──────── PAGE TEXT

For example, it seems to me that if you were organising the funeral of a Six Nations rugby fanatic, you’d want the French to provide the food and the Italians the wine (or vice-versa), the Welsh to lead the singing, the Irish to lay on the wake, and the English to ensure the whole thing was tax deductible.
And the Scots?
No contest. You’d want the Scots to provide the tomb.
Let me explain in great haste, before my enraged Scottish friends start to charge southwards in pursuit of me, that I’m actually paying a very great compliment here. Yes, I know that Catholic countries have some pretty OTT cemeteries, and London’s Victorian necropolises take some beating, but venture outside the big towns and cities, and you’re likely to find that things get a whole lot more modest. Not in Scotland, though, where even the tiniest, most remote village kirkyard can resemble a miniature Highgate, and the tombs and gravestones give you an astonishing wealth of genealogical detail. For example, take a look at this stunning Gothic monstrosity, straight out of the Hammer House of Horror. Glasgow? Edinburgh? No – Monigaff kirkyard, aka ‘the nearest civilisation’ I referred to above. Not naval, but not exactly what you’d find in a standard village churchyard in, say, Bedfordshire.

────────────────

### STATED TASK
Answer these from the text about Scottish tombs:
1. Which nation would lead the singing at the funeral?
2. What would the Scots provide?
3. In which kirkyard is the Gothic monument?

──────── RECORD LIST

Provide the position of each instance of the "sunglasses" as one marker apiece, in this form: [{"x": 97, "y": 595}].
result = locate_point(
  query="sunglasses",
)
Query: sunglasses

────────────────

### OUTPUT FOR THIS TASK
1. The Welsh
2. The tomb
3. Monigaff kirkyard